Architecture Design

Golden Stick Architecture

We analyzed some industry model compression framework practices and summarized some excellent characteristics:

Minimal Ease-of-Use: Represented by LLM Compressor, deeply integrated with Transformers, providing a minimal API design. It has a gentle learning curve and excellent ease of use. Although algorithms are highly encapsulated, it rapidly tracks frontier algorithms in the LLM domain, meeting the needs of quick onboarding, deployment, and verification—an ideal choice for LLM users.
Fine-Grained Configuration: Represented by DeepSpeed Compression, providing finely configurable APIs, which require a certain learning cost to understand the principles and parameters of compression algorithms. Its rich and composable algorithm library supports building compression pipelines like building blocks; the modular architecture facilitates integrating custom algorithms—more than a toolbox, it is a research platform.

*APPLY WHAT YOU READ*
#1 In the architecture design text, which framework represents fine-grained configuration?
#2 Write out the passage of the architecture design text between "Minimal Ease-of-Use: Represented" and "a research platform.", inclusive.

*RECORD EXCERPTS*
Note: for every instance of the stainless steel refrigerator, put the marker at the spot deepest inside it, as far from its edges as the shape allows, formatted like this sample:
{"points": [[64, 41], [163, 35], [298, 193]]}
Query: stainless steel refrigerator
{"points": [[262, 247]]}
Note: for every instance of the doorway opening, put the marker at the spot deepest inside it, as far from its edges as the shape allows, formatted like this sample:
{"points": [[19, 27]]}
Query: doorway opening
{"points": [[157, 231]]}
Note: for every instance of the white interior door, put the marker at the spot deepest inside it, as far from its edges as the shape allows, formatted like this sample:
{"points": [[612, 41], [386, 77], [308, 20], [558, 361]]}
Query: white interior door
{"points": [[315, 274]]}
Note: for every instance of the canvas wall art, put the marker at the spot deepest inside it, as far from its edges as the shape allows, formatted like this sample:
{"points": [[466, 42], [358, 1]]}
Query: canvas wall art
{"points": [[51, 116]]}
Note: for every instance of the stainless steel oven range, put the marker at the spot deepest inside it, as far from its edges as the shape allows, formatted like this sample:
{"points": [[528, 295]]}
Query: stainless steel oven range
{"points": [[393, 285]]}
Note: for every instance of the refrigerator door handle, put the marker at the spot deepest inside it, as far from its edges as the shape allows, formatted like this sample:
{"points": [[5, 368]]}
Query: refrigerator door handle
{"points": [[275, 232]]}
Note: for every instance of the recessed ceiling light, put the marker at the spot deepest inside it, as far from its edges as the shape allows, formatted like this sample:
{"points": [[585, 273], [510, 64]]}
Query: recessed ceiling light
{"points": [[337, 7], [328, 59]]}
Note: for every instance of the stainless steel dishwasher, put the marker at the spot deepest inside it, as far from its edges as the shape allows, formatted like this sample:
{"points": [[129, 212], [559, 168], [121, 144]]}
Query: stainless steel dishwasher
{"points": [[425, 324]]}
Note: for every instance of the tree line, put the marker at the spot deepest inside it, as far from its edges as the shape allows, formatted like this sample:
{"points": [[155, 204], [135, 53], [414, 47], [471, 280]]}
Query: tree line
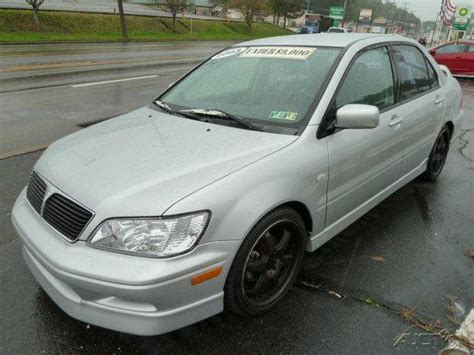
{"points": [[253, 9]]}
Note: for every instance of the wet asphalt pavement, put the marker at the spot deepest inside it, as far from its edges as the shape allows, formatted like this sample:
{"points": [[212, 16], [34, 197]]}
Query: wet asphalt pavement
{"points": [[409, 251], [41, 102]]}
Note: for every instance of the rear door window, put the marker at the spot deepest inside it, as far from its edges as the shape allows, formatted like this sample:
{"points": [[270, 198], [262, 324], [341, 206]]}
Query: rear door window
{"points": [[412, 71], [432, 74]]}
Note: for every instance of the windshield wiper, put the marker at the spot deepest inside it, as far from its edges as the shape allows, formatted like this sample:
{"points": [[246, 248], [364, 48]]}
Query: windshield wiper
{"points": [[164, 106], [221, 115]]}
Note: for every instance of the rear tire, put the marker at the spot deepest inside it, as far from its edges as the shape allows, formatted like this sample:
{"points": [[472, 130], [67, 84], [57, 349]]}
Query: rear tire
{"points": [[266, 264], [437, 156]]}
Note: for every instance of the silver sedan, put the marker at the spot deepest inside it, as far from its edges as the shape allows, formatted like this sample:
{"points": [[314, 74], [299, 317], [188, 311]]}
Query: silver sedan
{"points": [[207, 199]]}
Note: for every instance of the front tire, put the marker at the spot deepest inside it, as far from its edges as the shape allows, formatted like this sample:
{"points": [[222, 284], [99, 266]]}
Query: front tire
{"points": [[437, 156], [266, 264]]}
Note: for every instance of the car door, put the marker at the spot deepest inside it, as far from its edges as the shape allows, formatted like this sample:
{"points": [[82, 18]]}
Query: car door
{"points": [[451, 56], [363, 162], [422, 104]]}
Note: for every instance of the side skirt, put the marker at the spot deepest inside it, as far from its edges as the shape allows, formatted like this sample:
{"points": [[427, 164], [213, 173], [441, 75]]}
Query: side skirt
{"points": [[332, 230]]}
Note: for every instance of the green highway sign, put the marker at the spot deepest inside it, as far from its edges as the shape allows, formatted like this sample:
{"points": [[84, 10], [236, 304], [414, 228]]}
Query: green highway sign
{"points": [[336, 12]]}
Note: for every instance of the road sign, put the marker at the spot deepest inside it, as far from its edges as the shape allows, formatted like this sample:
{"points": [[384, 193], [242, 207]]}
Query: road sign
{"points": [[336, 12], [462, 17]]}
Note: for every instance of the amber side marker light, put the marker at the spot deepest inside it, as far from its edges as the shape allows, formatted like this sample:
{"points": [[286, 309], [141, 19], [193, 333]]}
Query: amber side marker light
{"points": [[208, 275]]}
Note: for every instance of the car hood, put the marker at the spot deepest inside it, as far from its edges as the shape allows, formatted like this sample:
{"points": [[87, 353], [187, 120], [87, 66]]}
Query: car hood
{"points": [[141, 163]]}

*ANSWERS BY ITEM*
#1 DeepSpeed Compression

#2
Minimal Ease-of-Use: Represented by LLM Compressor, deeply integrated with Transformers, providing a minimal API design. It has a gentle learning curve and excellent ease of use. Although algorithms are highly encapsulated, it rapidly tracks frontier algorithms in the LLM domain, meeting the needs of quick onboarding, deployment, and verification—an ideal choice for LLM users.
Fine-Grained Configuration: Represented by DeepSpeed Compression, providing finely configurable APIs, which require a certain learning cost to understand the principles and parameters of compression algorithms. Its rich and composable algorithm library supports building compression pipelines like building blocks; the modular architecture facilitates integrating custom algorithms—more than a toolbox, it is a research platform.